*** Exercise materials Section Begins ***

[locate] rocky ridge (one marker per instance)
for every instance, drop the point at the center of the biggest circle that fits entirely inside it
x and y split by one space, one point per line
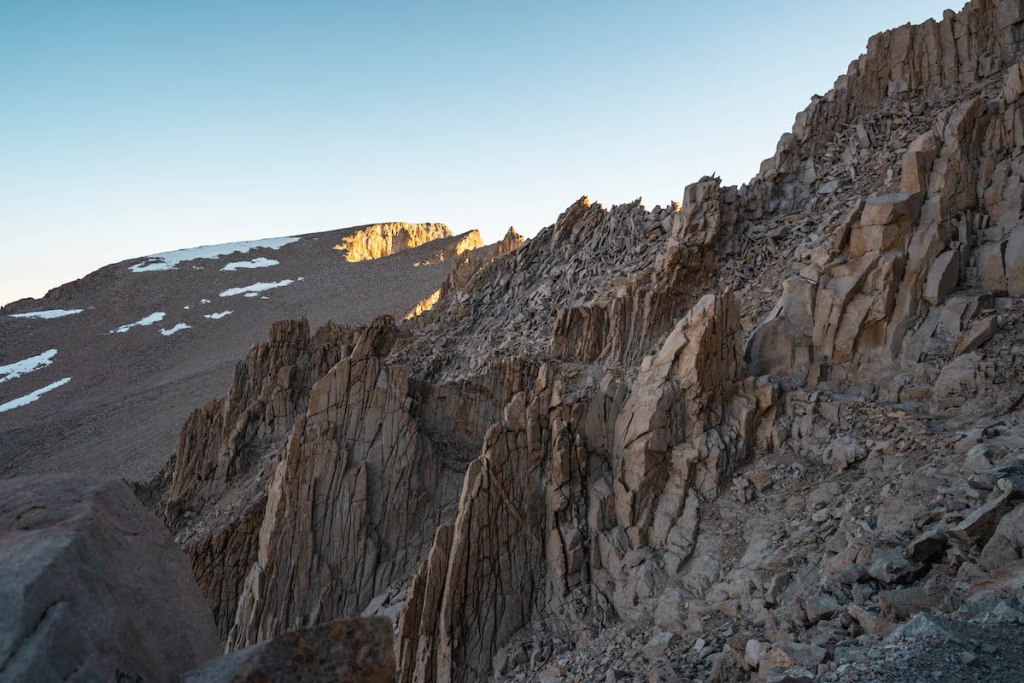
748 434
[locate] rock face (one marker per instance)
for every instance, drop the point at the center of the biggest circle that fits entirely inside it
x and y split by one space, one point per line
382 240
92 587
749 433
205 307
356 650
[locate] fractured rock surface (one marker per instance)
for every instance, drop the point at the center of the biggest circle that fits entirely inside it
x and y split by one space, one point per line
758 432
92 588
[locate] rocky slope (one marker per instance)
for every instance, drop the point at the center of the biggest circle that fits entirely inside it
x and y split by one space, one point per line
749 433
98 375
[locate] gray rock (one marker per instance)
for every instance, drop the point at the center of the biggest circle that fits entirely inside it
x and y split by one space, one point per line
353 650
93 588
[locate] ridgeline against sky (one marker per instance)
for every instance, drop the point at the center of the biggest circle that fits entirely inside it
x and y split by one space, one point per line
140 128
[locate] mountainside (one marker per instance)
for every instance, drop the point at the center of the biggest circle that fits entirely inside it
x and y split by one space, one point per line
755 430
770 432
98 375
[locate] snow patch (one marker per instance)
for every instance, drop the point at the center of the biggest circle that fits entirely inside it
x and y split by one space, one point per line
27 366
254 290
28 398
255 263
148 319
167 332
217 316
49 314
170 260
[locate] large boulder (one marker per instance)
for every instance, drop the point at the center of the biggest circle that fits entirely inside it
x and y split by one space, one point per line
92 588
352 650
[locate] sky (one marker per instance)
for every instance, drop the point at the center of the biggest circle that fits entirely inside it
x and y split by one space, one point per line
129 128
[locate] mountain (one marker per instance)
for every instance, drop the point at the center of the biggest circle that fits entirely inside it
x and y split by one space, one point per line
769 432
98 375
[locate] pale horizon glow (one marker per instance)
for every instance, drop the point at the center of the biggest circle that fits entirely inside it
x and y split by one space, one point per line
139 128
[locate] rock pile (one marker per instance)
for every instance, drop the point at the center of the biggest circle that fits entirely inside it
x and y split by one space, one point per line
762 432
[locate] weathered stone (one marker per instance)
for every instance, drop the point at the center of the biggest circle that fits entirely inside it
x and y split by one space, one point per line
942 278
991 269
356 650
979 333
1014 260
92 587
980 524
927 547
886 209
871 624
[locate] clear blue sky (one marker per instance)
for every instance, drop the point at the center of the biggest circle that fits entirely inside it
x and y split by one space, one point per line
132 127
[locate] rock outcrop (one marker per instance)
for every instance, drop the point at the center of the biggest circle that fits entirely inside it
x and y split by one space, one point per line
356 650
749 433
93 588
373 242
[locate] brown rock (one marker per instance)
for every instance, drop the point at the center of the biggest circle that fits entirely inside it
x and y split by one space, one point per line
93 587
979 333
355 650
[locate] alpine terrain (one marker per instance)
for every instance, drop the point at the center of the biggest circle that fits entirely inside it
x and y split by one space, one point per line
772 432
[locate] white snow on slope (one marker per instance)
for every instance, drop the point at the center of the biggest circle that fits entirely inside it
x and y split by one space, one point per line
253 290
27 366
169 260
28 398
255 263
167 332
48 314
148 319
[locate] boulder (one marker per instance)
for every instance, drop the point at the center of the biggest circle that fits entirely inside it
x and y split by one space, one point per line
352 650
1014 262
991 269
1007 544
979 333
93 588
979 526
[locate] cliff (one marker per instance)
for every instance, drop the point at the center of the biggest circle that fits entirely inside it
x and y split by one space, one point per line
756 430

*** Exercise materials Section Ends ***
*** Exercise materials Section Begins ***

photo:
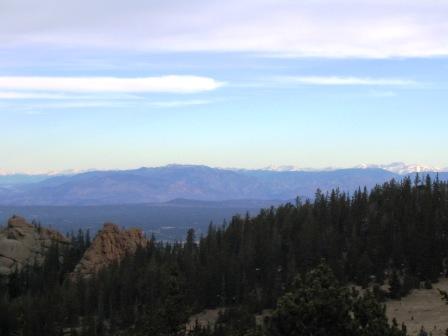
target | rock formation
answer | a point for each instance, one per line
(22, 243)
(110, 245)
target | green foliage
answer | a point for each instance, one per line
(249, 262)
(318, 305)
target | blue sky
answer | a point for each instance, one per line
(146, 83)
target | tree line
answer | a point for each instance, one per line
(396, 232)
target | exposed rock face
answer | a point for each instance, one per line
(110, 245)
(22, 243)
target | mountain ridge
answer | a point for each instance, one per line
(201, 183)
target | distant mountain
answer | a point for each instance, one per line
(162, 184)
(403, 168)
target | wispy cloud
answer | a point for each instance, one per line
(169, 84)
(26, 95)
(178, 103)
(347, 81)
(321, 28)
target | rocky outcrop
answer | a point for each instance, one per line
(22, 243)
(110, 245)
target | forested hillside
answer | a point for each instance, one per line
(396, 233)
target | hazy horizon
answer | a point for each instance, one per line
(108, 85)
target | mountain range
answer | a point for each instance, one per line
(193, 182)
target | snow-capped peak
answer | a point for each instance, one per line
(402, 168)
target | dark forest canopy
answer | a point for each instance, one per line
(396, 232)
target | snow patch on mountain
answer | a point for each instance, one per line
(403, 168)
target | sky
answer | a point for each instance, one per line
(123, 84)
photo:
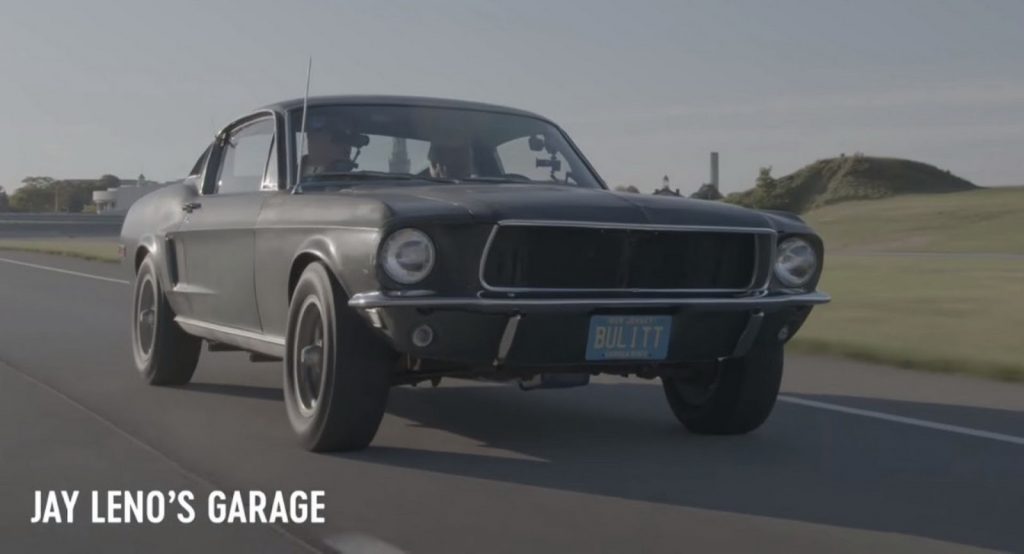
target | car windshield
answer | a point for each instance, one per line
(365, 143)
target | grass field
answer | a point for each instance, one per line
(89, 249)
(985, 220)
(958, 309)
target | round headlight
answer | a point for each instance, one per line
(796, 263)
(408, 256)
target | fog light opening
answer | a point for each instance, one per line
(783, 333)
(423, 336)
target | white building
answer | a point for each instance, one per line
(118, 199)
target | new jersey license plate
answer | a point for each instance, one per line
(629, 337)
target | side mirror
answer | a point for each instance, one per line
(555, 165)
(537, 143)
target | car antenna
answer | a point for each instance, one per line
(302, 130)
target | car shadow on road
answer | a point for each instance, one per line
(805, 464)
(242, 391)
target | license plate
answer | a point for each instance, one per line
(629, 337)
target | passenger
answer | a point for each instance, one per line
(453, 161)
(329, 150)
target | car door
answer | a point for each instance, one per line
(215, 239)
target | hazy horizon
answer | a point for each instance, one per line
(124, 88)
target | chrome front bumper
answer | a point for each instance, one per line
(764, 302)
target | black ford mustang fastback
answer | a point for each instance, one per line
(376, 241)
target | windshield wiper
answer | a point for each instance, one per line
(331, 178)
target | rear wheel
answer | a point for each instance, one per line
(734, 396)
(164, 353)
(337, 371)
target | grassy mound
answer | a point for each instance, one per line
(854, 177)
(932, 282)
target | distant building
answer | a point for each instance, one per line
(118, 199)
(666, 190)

*** Exercise materials Section Ends ***
*** Exercise materials Section Begins ***

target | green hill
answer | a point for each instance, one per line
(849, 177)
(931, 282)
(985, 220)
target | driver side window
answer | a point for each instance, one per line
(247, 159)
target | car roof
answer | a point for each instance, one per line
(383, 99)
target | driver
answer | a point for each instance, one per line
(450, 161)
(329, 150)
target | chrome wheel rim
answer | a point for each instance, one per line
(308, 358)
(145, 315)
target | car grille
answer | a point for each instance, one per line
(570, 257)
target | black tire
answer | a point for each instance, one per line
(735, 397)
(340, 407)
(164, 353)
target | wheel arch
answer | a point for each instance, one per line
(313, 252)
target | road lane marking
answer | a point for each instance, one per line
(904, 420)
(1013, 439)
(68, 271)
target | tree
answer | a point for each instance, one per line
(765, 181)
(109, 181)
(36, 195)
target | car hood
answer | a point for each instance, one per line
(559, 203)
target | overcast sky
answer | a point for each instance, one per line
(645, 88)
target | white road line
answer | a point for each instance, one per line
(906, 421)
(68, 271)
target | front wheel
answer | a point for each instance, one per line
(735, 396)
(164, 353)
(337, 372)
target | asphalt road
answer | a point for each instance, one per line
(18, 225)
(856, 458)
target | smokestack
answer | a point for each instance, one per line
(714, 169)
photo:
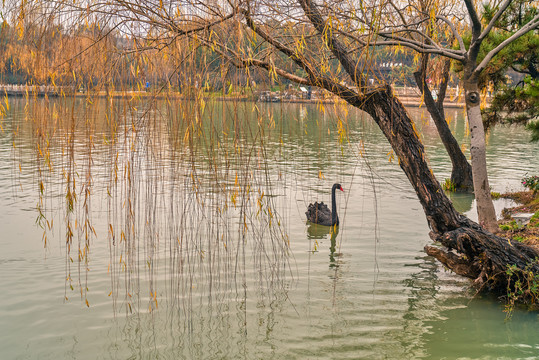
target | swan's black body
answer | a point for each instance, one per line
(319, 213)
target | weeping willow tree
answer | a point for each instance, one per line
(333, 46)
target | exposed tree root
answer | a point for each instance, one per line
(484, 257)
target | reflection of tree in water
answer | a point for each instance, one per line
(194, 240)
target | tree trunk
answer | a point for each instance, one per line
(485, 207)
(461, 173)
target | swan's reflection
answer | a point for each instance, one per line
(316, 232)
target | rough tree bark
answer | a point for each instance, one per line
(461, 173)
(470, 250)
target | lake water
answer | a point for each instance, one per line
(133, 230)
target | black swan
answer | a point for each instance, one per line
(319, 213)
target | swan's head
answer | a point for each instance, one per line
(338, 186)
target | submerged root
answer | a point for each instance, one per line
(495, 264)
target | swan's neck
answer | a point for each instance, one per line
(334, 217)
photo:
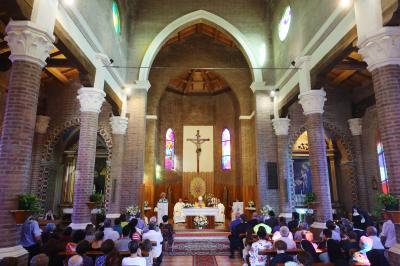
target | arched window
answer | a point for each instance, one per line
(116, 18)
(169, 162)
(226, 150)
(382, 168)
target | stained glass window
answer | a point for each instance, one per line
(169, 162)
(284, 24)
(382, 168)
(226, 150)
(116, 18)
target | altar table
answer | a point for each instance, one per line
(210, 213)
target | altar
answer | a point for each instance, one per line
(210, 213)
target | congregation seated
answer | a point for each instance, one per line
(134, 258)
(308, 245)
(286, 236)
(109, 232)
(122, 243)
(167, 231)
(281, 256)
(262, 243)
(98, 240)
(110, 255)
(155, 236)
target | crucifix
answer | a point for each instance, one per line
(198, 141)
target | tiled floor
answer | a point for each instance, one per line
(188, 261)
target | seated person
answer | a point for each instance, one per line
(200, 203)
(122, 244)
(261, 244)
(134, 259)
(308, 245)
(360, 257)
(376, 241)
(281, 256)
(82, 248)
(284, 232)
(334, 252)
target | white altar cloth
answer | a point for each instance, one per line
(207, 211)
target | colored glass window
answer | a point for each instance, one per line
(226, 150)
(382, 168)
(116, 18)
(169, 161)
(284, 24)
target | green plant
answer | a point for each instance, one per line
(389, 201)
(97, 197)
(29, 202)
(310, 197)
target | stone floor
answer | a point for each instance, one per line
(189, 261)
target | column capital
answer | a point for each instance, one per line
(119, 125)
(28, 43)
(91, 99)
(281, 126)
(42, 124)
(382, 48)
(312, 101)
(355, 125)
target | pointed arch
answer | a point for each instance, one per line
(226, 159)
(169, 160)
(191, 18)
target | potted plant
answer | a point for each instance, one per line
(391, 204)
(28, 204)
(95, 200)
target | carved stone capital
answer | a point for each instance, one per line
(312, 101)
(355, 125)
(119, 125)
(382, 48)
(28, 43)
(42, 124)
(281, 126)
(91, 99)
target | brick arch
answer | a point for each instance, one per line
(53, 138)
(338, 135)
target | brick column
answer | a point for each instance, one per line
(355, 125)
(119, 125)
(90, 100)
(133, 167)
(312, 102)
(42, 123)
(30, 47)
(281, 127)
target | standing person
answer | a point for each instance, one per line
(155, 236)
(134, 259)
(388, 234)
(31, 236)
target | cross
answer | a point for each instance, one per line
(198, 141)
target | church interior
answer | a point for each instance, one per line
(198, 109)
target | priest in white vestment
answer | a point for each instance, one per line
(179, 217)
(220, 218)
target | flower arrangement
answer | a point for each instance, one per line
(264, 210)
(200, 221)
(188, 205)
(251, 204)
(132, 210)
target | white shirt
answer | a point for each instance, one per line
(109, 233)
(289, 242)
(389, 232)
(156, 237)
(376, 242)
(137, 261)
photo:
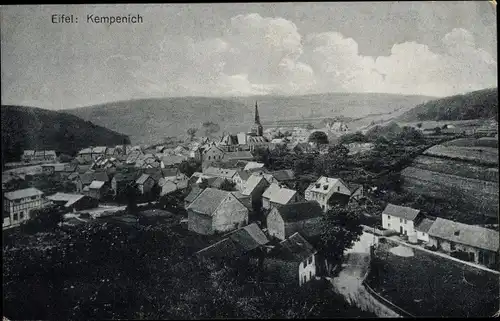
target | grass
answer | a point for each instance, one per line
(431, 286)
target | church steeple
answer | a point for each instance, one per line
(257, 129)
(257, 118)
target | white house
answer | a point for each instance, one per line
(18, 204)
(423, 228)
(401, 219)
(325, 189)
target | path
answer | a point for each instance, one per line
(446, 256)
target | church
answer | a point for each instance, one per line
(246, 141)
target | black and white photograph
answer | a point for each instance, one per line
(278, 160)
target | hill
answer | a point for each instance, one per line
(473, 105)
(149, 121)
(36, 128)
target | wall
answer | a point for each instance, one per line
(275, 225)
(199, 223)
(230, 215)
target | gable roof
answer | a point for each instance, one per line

*** Exercise materials Section Ends ***

# [Assignment]
Up in the listing, locate the line with "target | mountain ridge"; print it and every line after it down to the line with "target | grass field", which is included too. Skip the pictures.

# [Solved exercise]
target | mountain ridge
answer | a point for each instance, one per line
(201, 183)
target | distant mountain
answer | a point for each instance, one per line
(162, 184)
(403, 168)
target | wispy cloud
answer | a point for each instance, one per line
(169, 84)
(26, 95)
(178, 103)
(347, 81)
(321, 28)
target | rocky outcrop
answer | a point for each instance, one per line
(22, 243)
(110, 245)
target | forested hillside
answer | a point for each instance, one per line
(396, 233)
target | hazy horizon
answer | a point for each instance, one per line
(108, 85)
target | mountain range
answer | a point for each instance, one per line
(193, 182)
target | snow-capped peak
answer | a point for each instance, one per line
(402, 168)
target | dark forest canopy
answer | a point for each instance, one per line
(396, 232)
target | snow patch on mountain
answer | a point for each instance, one per line
(403, 168)
target | sky
answer | a point for each instance, one per line
(123, 84)
photo:
target | car windshield
answer | a point for each instance, one per line
(365, 143)
target | grass field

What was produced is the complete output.